→ YOUR INSTRUCTIONS: Revise the records below, changing every "one pin per instance" to "one pin for each instance" and keeping everything else the same. Omit the pictures from your answer.

(Collection entries)
───

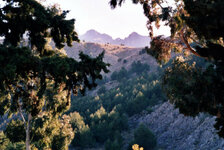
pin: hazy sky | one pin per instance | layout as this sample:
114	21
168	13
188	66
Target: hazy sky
97	14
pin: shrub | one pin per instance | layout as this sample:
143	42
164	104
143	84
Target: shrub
144	138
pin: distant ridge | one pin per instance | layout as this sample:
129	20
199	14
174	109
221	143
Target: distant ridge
133	40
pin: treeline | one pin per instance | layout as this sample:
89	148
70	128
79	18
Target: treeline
100	119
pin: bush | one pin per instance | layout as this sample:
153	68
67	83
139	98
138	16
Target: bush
144	138
15	131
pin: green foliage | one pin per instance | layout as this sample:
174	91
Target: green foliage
83	135
16	146
191	98
4	141
196	27
36	81
102	90
144	138
15	131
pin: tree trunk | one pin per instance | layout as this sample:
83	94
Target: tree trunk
28	132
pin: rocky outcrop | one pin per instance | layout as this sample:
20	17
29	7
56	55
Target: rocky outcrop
175	131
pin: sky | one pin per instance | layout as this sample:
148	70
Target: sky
98	15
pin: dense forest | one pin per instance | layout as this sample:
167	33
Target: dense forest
46	97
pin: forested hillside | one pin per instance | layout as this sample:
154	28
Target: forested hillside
60	93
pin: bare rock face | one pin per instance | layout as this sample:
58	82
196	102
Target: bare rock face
133	40
116	55
175	131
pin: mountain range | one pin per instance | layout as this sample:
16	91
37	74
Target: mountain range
133	40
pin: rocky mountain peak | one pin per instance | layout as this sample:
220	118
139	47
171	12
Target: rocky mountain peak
133	40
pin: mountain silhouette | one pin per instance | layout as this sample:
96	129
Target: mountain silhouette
133	40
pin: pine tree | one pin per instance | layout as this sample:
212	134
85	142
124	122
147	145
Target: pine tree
197	26
36	80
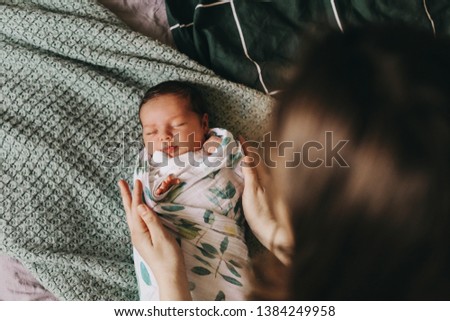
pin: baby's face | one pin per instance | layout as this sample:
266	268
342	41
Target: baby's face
169	125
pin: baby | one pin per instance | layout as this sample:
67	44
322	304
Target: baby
192	178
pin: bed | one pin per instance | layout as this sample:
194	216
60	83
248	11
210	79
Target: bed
71	76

───

→ RESULT:
pin: hazy sky | one pin for each instance | layout as this sample:
114	21
168	13
188	66
Target: hazy sky
97	14
pin: shrub | one pin for each instance | layout as this sample:
143	42
164	104
143	84
Target: shrub
144	138
pin: distant ridge | one pin for each instance | layout as this sample:
129	20
199	14
174	109
221	143
Target: distant ridge
133	40
pin: treeline | one pin for each instance | layout as this sample:
89	148
70	128
79	18
Target: treeline
100	119
pin: bush | one pin for each instance | layout as this sample:
153	68
67	83
139	98
138	16
Target: bush
144	138
15	131
pin: green foliage | one pin for each instance | layout as this sample:
174	91
Target: green foliage
83	135
16	146
191	98
4	141
196	27
36	81
102	90
144	138
15	131
pin: tree trunk | one pin for each instance | layout as this sample:
83	94
Target: tree trunk
28	132
pin: rocky outcrop | one pin for each instance | layout as this sample:
20	17
29	7
56	55
Target: rocky outcrop
175	131
pin: sky | one pin for each instance | layout as this sample:
148	70
Target: sky
98	15
pin: dense forest | one pin for each instance | layout as this sample:
167	33
Target: dense forest
46	97
pin: forested hillside | one pin for each instance | layout as this sample:
154	28
Target: forested hillside
60	93
pin: bare rock face | one pin for each instance | layout as this sample:
58	82
196	102
Target: bare rock face
133	40
116	55
175	131
pin: mountain range | one pin for each instance | layout as this sample:
16	91
37	74
Target: mountain range
133	40
pin: rocky mountain peak | one pin for each instance | layout as this sample:
220	118
139	47
171	12
Target: rocky mountain peak
133	40
pin: mountain silhouette | one pin for each instance | layout as this sample:
96	129
Target: mountain silhouette
133	40
pin: pine tree | one pin for each instance | layout as this sample:
212	134
85	142
124	122
147	145
Target: pine tree
197	26
36	80
pin: baby's face | one pin for each instance | layout as this sample:
266	268
342	41
Target: baby's face
169	125
pin: baby | one pin for each instance | layout as this sample:
67	44
322	304
Target: baby
192	178
pin: bed | one pin for each instance | layout as this sample:
194	216
60	83
248	11
210	79
Target: bed
71	76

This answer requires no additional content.